▸ Problem a
Render each line of the point placement entries below as one string in a JSON list, dropping any blank lines. Omit the pictures from your answer.

One is thus compelled to wonder whether Sher is really blissfully oblivious of the fact that hitherto the Palestinian-Arab leadership has shown themselves spectacularly incapable of effectively managing the affairs of the current—much smaller—population. Or is he purposefully ignoring it?
After all, almost a quarter century after the dizzying enthusiasm of the Oslo era, after decades of massive international political and financial support, all the Palestinian-Arab leadership has managed to create is an untenable, divided entity, crippled by corruption and cronyism, with a dysfunctional polity, incapable of holding even municipal elections; and a feeble economy that, with its minuscule private sector and bloated public one, is unsustainable without the largesse of its alleged “oppressor.”
Societal “tsunami”?
Sher offers no reason to believe that what occurred in the past will not reoccur in the future.
Accordingly, it would be difficult to imagine any scenario more inducive to instability and violence than inundating the nascent micro-mini Palestinian state, devoid of any significant natural resources, with millions of “refugees” from the Palestinian diaspora, with little ability of the incumbent leadership to provide the necessary infrastructure, housing, sewage disposal, and employment to sustain them.
The menace of this societal “tsunami”, with which Sher appears to recommend engulfing his envisaged nascent Palestinian state, is greatly magnified when the “neighbors” are taken into consideration.
After all, in the East, it will border on a teetering Jordanian monarchy, menaced by ascendant Islamist elements, itself flooded by over a million refugees from Syria and elsewhere, reportedly infiltrated by countless Islamist-inspired radicals. In the South (Gaza), it will abut an increasingly jihadi-controlled Sinai.
In contrast, to the West, the impoverished Palestinian-Arabs would gaze down from the Samarian hills on the thriving prosperity of the Jewish state (with GDP per capita levels 15-25 times those of their own), lying tantalizingly exposed and vulnerable in the coastal plain below
This of course leads directly to another seemingly sensible element of Sher’s prescription – that the Palestinian state be “demilitarized.
Delusions of “demilitarization”
It is possible to devote an entire tome to elaborating on why, in the case of “Palestine”, demilitarization is little more than a misleading slogan and a dangerously seductive, but unattainable, pipe-dream. However, given current constraints, I will confine the discussion to two major issues.
The first is that in the context of a Palestinian state in Judea-Samaria there is no need for heavy military equipment to inflict strategic damage on Israel.
As I have written elsewhere, with the changing nature of Arab enmity, the major existential challenge to Israel’s existence as the Jewish nation-state is no longer repulsing invasion, but resisting attrition. Moreover, as the Gaza debacle starkly demonstrates, without a permanent, pervasive IDF presence there is no way of restricting the flow of armaments into the Palestinian-administered territories, or of ensuring that agreed limitations on weapons and forces will be honored. Both Hamas and Hezbollah have amply demonstrated that they can paralyze much of the country for weeks on end with rudimentary high-trajectory weaponry they have at their disposal. In addition to this overhead threat, a new underground threat, that of terror tunnels has now emerged. None of these would be affected by bans on airpower, armor or long-range artillery –which are typically the focus of demilitarization.

▸ Problem b
Pick up the essay on a demilitarized Palestinian state right after its last sentence and keep writing.

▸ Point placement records
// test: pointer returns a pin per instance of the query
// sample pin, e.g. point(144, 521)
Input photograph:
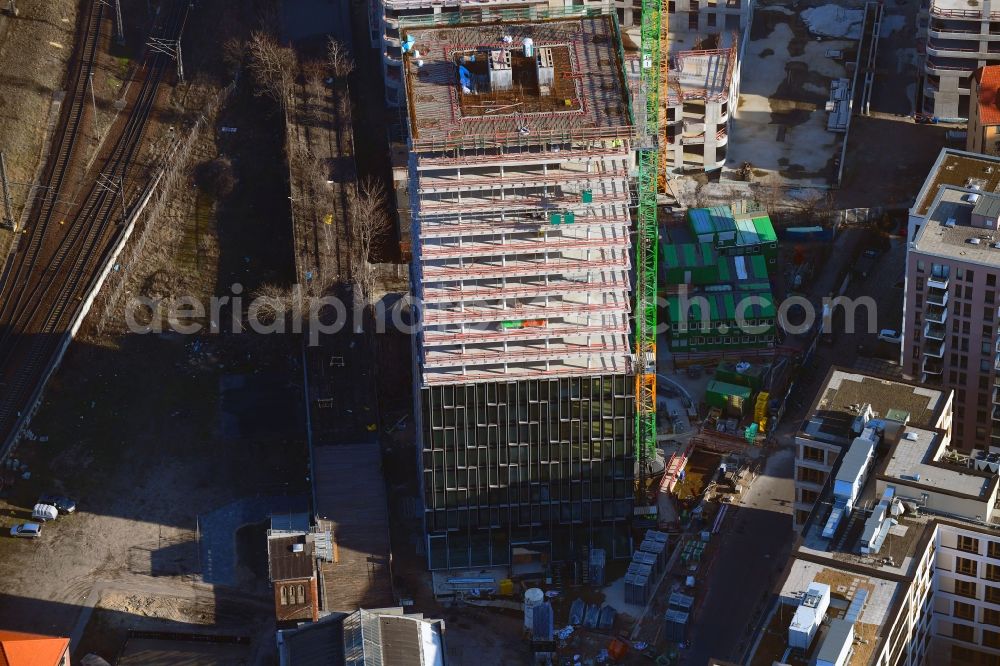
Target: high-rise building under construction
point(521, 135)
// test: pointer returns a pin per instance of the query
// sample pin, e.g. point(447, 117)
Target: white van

▸ Written reply a
[
  "// test: pointer returns a pin per instance of the query",
  "// sample pin, e.g. point(144, 521)",
  "Input photograph:",
  "Target: high-rise building under construction",
  "point(521, 135)",
  "// test: pointer returns a pin per instance of the query",
  "// sample pin, e.g. point(447, 117)",
  "Target: white van"
]

▸ Written reply b
Specter of regime-change…in Jordan
It takes little imagination to realize that if even a fraction of the rocketry now available in Gaza were deployed in Judea-Samaria, it could well be impossible to maintain any semblance of socio-economic routine in the commercial hub of the nation.
Of course, none of this raises the thorny question of possible regime-change – which can no longer be dismissed as a theoretical possibility – as the Gaza precedent shows. But setting aside the problem of the durability/efficacy of any demilitarization agreement, there are still grave issues to address – even if (indeed, especially if) it is honored.
For the problems of regime-change are not confined the putative Palestinian state. They are highly pertinent to both Jordan and Egypt, where regime-change (or even regime-impotence) could precipitate catastrophic results both for Israel and “Palestine”. Thus, if hostile regimes were to arise in Jordan/Egypt, who would be responsible for protecting the demilitarized Palestinian entity from attack by external enemies? Would Palestinians be allowed to forge defense pacts with other states? If so, how would it remain demilitarized? Or will the IDF be called upon to sacrifice its troops to repel possible assaults on the demilitarized Palestinian state?
In the current climate in the Mid-East, these are questions that cannot be left unaddressed—and unanswered.
No matter how deluded…
I could of course go on to expose just how delusional/detached from reality all Sher’s other prescriptions are, as is his insistence that what has failed consistently in the past will somehow inevitably succeed in the future. But hey, why should he worry. After all they did appear in the New York Times, Foreign Affairs and Newsweek. And why not ? He did utter the “magic” two-state password. So why wouldn’t they…
Martin Sherman (www.martinsherman.org) is the founder and executive director of the Israel Institute for Strategic Studies. (www.strategic-israel.org)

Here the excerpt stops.